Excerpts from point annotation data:
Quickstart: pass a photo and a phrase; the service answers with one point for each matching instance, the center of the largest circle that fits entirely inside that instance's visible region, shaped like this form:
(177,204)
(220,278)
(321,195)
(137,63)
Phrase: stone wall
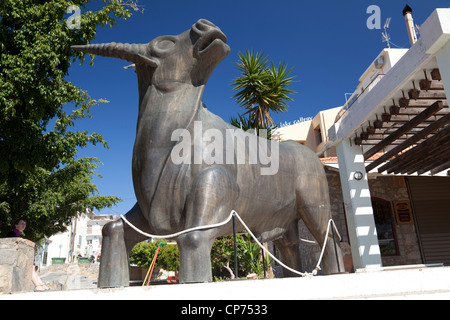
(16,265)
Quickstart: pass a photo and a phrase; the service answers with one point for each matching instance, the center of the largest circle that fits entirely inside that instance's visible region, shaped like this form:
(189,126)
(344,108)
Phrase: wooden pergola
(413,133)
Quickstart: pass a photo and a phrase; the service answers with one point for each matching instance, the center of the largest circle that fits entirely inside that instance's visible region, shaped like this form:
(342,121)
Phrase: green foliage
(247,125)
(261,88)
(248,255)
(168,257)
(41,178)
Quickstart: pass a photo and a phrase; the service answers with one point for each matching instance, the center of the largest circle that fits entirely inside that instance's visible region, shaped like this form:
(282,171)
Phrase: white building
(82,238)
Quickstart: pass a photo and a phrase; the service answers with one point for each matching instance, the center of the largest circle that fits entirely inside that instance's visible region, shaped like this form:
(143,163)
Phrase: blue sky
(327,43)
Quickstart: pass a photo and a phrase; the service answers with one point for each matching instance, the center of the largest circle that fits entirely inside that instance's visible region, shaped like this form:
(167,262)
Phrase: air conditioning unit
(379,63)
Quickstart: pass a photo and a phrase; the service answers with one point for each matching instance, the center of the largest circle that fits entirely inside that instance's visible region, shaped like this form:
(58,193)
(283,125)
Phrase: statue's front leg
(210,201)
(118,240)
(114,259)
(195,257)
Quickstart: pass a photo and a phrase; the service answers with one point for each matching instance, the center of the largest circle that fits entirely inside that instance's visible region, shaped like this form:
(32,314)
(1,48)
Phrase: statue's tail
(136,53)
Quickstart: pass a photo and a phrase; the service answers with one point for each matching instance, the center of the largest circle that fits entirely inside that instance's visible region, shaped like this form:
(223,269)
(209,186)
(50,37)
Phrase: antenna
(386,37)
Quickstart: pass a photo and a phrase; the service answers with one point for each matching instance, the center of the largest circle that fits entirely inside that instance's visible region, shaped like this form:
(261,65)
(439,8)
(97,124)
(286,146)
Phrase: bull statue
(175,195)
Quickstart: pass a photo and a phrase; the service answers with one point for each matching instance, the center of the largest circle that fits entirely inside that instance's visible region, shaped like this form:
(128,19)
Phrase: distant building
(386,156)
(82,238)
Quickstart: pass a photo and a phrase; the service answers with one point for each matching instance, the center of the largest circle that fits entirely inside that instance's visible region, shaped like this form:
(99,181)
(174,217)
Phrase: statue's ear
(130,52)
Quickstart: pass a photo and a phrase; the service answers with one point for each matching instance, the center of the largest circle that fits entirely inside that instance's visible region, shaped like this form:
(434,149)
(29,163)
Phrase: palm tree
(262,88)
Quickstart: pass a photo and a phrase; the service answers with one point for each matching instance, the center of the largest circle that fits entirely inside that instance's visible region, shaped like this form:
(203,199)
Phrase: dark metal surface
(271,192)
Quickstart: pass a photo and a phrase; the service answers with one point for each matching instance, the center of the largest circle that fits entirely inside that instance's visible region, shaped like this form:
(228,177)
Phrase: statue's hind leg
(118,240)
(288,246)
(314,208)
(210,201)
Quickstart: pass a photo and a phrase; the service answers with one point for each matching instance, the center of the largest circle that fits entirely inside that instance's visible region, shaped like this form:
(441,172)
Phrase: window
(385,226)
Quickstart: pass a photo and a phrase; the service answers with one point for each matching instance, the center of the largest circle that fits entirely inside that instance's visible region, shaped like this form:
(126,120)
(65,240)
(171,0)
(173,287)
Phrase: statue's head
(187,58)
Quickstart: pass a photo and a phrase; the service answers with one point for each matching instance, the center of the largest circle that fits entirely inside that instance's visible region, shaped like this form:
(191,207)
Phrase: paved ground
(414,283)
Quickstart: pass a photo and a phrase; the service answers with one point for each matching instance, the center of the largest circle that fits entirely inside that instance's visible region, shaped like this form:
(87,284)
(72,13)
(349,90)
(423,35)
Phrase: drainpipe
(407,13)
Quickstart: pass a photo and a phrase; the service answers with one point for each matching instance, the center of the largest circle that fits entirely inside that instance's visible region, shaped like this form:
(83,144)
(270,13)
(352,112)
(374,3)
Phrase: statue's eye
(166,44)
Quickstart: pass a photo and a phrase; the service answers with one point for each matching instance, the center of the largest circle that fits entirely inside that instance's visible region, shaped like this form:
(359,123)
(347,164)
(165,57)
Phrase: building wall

• Task goal: Quote the records in full and exactly; skip any image.

• Solution for this task:
Quickstart: pass a photo and a phrase; the service answers with one point for each matching instance, the center of the largest circle that fits entirely inside that instance's visible region, shaped like this form:
(177,204)
(220,278)
(321,195)
(137,63)
Phrase: stone wall
(16,265)
Quickstart: pass a photo and a phrase; the service answers with one point for each matching instance, the center of the largest circle that fits entirely inside that instance's visible region, shaped like this form:
(189,126)
(344,108)
Phrase: wooden pergola
(413,133)
Quickstart: pass a photo and a phrase; the service answers with one point for each matching instance, the center of the largest circle that fits entirely inside that instance's visible region, shaped like this form:
(342,121)
Phrase: green foliage
(247,125)
(261,88)
(248,255)
(168,257)
(41,178)
Quickstart: pass a photo and a phrase; the service answers with one point for each matching instance, the center of the largest circle that fits entirely inside that instance's visible region, shaped like this form:
(282,171)
Phrase: white building
(82,238)
Quickstart: pass a photo and a phrase; the service answers with one point for each matching instance, the center of the largest circle that fits entirely inside that instance's visible region, shaped like this form:
(143,163)
Phrase: blue sky
(327,43)
Quickstart: pass a photo and a phrase; the service answers with one point for each matching instance, the center of the largest circle that fits entirely inside that instance's visible region, shaped like this form:
(167,262)
Phrase: air conditioning unit
(379,63)
Quickstart: pass a photo and a phrase; the service answers with one point for each matching instance, the center of the largest circle that fits entirely inside that instance's visible region, shaped like this form:
(58,193)
(283,125)
Phrase: statue's front leg
(210,201)
(118,240)
(114,259)
(195,257)
Quickstart: pass a photo and a phrase; the service answers with one point for each matching instance, the center of the largest circle that fits entirely inside that instance's visible region, shaped like this form:
(32,314)
(1,48)
Phrase: statue's tail
(136,53)
Quickstart: pass a photo and a phrase; the service answers with one point for each matching instance, the center of the largest circle that fits entirely inside that instance's visible region, shaped like this form:
(223,269)
(209,186)
(50,37)
Phrase: antenna
(386,37)
Quickstart: pass a photo and a phrase; the service answers with one point for each matching instance, the center of the largest circle that fits entirely inside that instance's visible region, shaped like this form:
(261,65)
(439,8)
(97,124)
(286,146)
Phrase: bull statue
(175,195)
Quickstart: pass a photo and a phrase; the service answers with one point for each matching instance, the center of the largest circle that fits entirely inside that instance's visible region, shaped like this form:
(128,19)
Phrase: distant building
(386,156)
(82,238)
Quickstart: pass a photo and a phrase; the service answers with one point for each matching instance, the center of the largest circle that fits entirely inside that instance's visible region, shaped like this form:
(99,181)
(174,217)
Phrase: statue's ear
(130,52)
Quickstart: pass a photo and a phrase; the service answers with one point for each matching instance, the center of the largest circle that fits entirely inside that instance's visible region, shaped like this form:
(434,149)
(29,163)
Phrase: palm tree
(262,88)
Quickstart: pass a photo and a phrase; the service answers with one point for each matching instance, the center of the largest circle that fits entirely inside that instance's visible region, shaped like this form:
(203,199)
Phrase: dark metal surface
(271,192)
Quickstart: pass a photo and a phrase; the service answers with one point for each matching instance, the center of the largest circle that fits entirely inside that instance's visible region, shaped like this form:
(228,177)
Phrase: statue's hind leg
(118,240)
(288,246)
(314,208)
(210,201)
Quickstart: pass a photo and a phrase; the service answers with one point for each matching instance, the center of the largest circle that fits entirely inside that instance's visible region, shaped like this form:
(441,172)
Phrase: window
(385,226)
Quickstart: pass a photo and a phrase; the service answers with one point for each matching instance, the center of the largest circle that fits entirely inside that instance's visible region, shaped like this form:
(126,120)
(65,240)
(171,0)
(173,287)
Phrase: statue's head
(187,58)
Quickstart: pass a photo and a phrase; the service answers with one point for each matching instance, the center of the largest circle that fits entirely inside that instance's visible region, shaped like this form:
(191,207)
Phrase: paved ground
(414,283)
Quickstart: pass a photo and a phrase; the service answers with one point for each matching instance, the center of the largest circle that fits entirely inside that instance's visible region, shaped like this form:
(87,284)
(72,13)
(349,90)
(423,35)
Phrase: drainpipe
(407,13)
Quickstart: pass a photo and a phrase; the service answers with one point for each matching instance, the center of the largest circle that fits entirely inside that instance's visible region, shaped like this form:
(83,144)
(270,13)
(352,112)
(374,3)
Phrase: statue's eye
(166,44)
Quickstart: pass a photo and a phrase; the service answers with one point for each matching instance, the center of the largest circle that fits entirely inside that instance's visible region, shaped like this form:
(359,123)
(347,164)
(165,57)
Phrase: building wall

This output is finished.